▸ **Point localization data**
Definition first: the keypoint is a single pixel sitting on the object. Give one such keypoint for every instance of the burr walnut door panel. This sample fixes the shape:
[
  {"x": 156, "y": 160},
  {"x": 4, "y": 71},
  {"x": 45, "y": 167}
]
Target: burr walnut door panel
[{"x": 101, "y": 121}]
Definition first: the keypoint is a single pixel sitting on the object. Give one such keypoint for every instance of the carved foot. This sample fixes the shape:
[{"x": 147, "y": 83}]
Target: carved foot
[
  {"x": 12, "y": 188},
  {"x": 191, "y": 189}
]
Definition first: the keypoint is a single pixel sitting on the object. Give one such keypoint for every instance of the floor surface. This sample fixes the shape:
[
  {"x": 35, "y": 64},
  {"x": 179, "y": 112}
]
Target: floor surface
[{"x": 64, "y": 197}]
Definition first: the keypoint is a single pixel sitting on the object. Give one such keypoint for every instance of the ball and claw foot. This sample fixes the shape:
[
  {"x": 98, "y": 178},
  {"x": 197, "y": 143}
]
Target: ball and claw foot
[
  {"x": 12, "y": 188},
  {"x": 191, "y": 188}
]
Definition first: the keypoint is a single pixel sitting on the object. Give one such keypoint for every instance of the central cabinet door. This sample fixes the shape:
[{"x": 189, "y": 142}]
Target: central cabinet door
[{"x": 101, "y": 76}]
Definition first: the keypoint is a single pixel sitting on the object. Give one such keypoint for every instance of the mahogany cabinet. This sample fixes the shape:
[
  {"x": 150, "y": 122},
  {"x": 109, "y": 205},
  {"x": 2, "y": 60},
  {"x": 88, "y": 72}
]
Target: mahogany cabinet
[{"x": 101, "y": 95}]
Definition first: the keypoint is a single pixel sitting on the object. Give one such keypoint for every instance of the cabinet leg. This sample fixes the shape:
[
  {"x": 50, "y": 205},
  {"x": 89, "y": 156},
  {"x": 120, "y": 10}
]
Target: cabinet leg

▸ **EXERCISE BRIEF**
The required answer is every line of the data, duplicated exactly.

▸ **RESPONSE TO THE TASK**
Definition first: the keypoint is a single pixel sitting on the object. Give one such keypoint for every instance of the burr walnut door panel. This sample fixes the shape:
[
  {"x": 156, "y": 160},
  {"x": 4, "y": 71},
  {"x": 45, "y": 167}
]
Target: burr walnut door panel
[{"x": 101, "y": 121}]
Definition first: the keypoint is a single pixel sitting on the object. Give one such keypoint for every instance of the carved foot. This sample fixes the shape:
[{"x": 147, "y": 83}]
Target: carved foot
[
  {"x": 12, "y": 188},
  {"x": 191, "y": 189}
]
Definition first: the keypoint is a single pixel sitting on the object. Give one such keypoint for every instance of the floor surface. This sample fixes the shape:
[
  {"x": 35, "y": 64},
  {"x": 179, "y": 112}
]
Target: floor surface
[{"x": 64, "y": 197}]
Definition first: the keypoint is a single pixel sitting on the object. Give one such keypoint for every instance of the ball and claw foot. This sample fixes the shape:
[
  {"x": 98, "y": 178},
  {"x": 197, "y": 143}
]
Target: ball and claw foot
[
  {"x": 12, "y": 188},
  {"x": 191, "y": 188}
]
Definition first: the keypoint is a single pixel sitting on the object. Give one such keypoint for every instance of the central cabinet door. This sample fixes the shape:
[{"x": 189, "y": 142}]
Target: central cabinet door
[{"x": 101, "y": 76}]
Definition first: the keypoint is a single pixel sitting on the object. Give one such keypoint for every instance of the mahogany cabinet. This sample fixes the shape:
[
  {"x": 150, "y": 122},
  {"x": 109, "y": 205},
  {"x": 2, "y": 60},
  {"x": 88, "y": 72}
]
Target: mahogany cabinet
[{"x": 101, "y": 95}]
Definition first: the keypoint is a single pixel sitting on the object. Give one such keypoint for every instance of the cabinet leg. This sample fixes the shape:
[
  {"x": 50, "y": 205},
  {"x": 89, "y": 156},
  {"x": 120, "y": 10}
]
Target: cabinet leg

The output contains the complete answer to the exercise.